--- Records supplied ---

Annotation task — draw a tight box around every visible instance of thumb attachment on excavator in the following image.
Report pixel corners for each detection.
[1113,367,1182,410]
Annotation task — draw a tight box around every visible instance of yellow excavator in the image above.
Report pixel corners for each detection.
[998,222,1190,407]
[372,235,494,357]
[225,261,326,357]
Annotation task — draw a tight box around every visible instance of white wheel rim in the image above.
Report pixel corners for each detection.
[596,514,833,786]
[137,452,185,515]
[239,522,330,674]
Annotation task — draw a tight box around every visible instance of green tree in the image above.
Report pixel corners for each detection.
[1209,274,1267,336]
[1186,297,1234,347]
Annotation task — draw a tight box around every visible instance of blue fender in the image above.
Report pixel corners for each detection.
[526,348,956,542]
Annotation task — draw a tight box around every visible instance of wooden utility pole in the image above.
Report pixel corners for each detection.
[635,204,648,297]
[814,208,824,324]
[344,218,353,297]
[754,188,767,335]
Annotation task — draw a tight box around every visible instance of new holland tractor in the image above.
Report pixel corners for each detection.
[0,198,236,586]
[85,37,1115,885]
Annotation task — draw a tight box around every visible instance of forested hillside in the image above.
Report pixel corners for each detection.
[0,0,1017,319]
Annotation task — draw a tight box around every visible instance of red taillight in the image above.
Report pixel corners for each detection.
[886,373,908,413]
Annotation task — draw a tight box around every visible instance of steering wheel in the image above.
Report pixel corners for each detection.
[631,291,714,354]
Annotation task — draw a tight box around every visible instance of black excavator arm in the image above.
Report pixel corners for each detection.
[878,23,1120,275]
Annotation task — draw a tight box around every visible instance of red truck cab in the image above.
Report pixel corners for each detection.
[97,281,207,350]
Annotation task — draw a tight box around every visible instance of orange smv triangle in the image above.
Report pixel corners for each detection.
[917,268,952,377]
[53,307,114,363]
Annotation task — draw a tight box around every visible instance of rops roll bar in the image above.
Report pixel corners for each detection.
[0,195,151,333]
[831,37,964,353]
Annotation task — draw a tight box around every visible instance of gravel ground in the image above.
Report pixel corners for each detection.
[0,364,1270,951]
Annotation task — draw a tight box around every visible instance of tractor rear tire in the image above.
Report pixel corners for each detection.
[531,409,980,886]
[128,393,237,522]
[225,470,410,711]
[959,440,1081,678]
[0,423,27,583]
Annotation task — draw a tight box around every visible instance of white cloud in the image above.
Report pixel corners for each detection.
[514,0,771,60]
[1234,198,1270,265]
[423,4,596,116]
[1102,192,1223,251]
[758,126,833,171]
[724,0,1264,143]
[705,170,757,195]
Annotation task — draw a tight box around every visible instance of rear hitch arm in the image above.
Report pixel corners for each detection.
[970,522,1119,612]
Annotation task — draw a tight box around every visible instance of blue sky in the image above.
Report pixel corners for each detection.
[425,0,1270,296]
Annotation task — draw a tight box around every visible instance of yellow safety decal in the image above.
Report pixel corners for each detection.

---

◆ **Exercise task**
Give every line above as a Markdown table with the columns No. and Line, one numbered row per line, leaving out any blank lines.

◆ **Written answer**
| No. | Line |
|---|---|
| 1 | Annotation task — draw a tight box around every visible instance of thumb attachment on excavator in the following image. |
| 2 | Report pixel corners for each detection. |
| 3 | [1113,367,1182,410] |
| 4 | Annotation task — draw a tight box around every visible instance of yellow excavator in the image above. |
| 5 | Report pixel corners for each detection. |
| 6 | [998,222,1190,407] |
| 7 | [372,235,494,357] |
| 8 | [225,261,326,357] |
| 9 | Annotation task — draw a tight box around every visible instance of white wheel rim in the image above. |
| 10 | Report pixel corners for each detection. |
| 11 | [596,514,833,786] |
| 12 | [137,452,185,515] |
| 13 | [239,522,330,674] |
| 14 | Annotation task — draw a tight box around every visible instance of green tree in the image above. |
| 15 | Report pixel corners for each detection. |
| 16 | [1209,274,1267,336] |
| 17 | [1186,297,1234,347] |
| 18 | Annotation task — draw a tight box around every visible instance of blue fender in the image above. |
| 19 | Report pixel corners for each detection. |
| 20 | [526,348,956,542] |
| 21 | Annotation task — draw a tight box around every visible instance of wooden utility pole in the image above. |
| 22 | Report pixel corners for each detection. |
| 23 | [635,204,648,297] |
| 24 | [814,208,824,324] |
| 25 | [344,218,353,297] |
| 26 | [754,188,767,335] |
| 27 | Annotation task — draw a tight box around every visible instance of new holland tractor in the image above. |
| 28 | Report pixel corners for each detection. |
| 29 | [0,198,236,586] |
| 30 | [85,37,1115,885] |
| 31 | Annotation task — draw a tight box around every visible instance of forested hillside in the image above. |
| 32 | Report pixel corners for each detection. |
| 33 | [0,0,1017,319] |
| 34 | Annotation task — draw a tight box around every visible instance of red taillight in the image above. |
| 35 | Report pixel corners for each detection. |
| 36 | [886,373,908,413] |
| 37 | Annotation task — draw a tight box around every visible instance of steering wheel in the image above. |
| 38 | Report pixel corners for each detection. |
| 39 | [631,291,714,354] |
| 40 | Annotation task — draw a tight box around every visible instance of black excavator arm in the image above. |
| 41 | Report pixel corners for each detection. |
| 42 | [878,23,1120,275] |
| 43 | Annotation task — draw a tight box around every visible instance of red truck cab in the image above. |
| 44 | Report pixel corners for each detection. |
| 45 | [97,281,207,350] |
| 46 | Annotation task — draw a tight box around every visible instance of orange smv triangle in the image above. |
| 47 | Report pixel corners for each detection. |
| 48 | [917,268,952,377] |
| 49 | [53,307,114,363] |
| 50 | Annotation task — draw a tight box around every visible instance of rops roll bar in the image above. |
| 51 | Report pixel corners for each detection. |
| 52 | [0,195,151,333] |
| 53 | [831,37,964,353] |
| 54 | Annotation task — draw a tight box around every visible instance of gravel ground in the image above. |
| 55 | Report pixel corners for each detection. |
| 56 | [0,364,1270,951] |
| 57 | Annotation task — draw a tight box around every visible instance of tractor rear tire in the image above. |
| 58 | Report pixel corners for each detection. |
| 59 | [531,409,980,886] |
| 60 | [128,393,237,522] |
| 61 | [225,470,410,711] |
| 62 | [959,440,1081,678] |
| 63 | [0,423,27,583] |
| 64 | Annotation task — draw a tight box around every visible instance of white cloud in the image above. |
| 65 | Report pixel corners for each detection. |
| 66 | [514,0,771,60] |
| 67 | [1234,198,1270,265] |
| 68 | [423,4,596,116] |
| 69 | [1102,192,1223,251] |
| 70 | [758,126,833,171] |
| 71 | [724,0,1264,143] |
| 72 | [705,170,757,195] |
| 73 | Annotation task — draw a tight box around every visible instance of rear hitch arm in the image above. |
| 74 | Report pixel corners for each detection. |
| 75 | [970,522,1119,612] |
| 76 | Annotation task — draw a tight box around every visible instance of blue sky in the image above. |
| 77 | Report pixel corners for each detection. |
| 78 | [425,0,1270,296] |
| 79 | Annotation task — draw a tight box around every visible instance of yellow safety decal in the image above. |
| 80 | Report pixel corners for each detection. |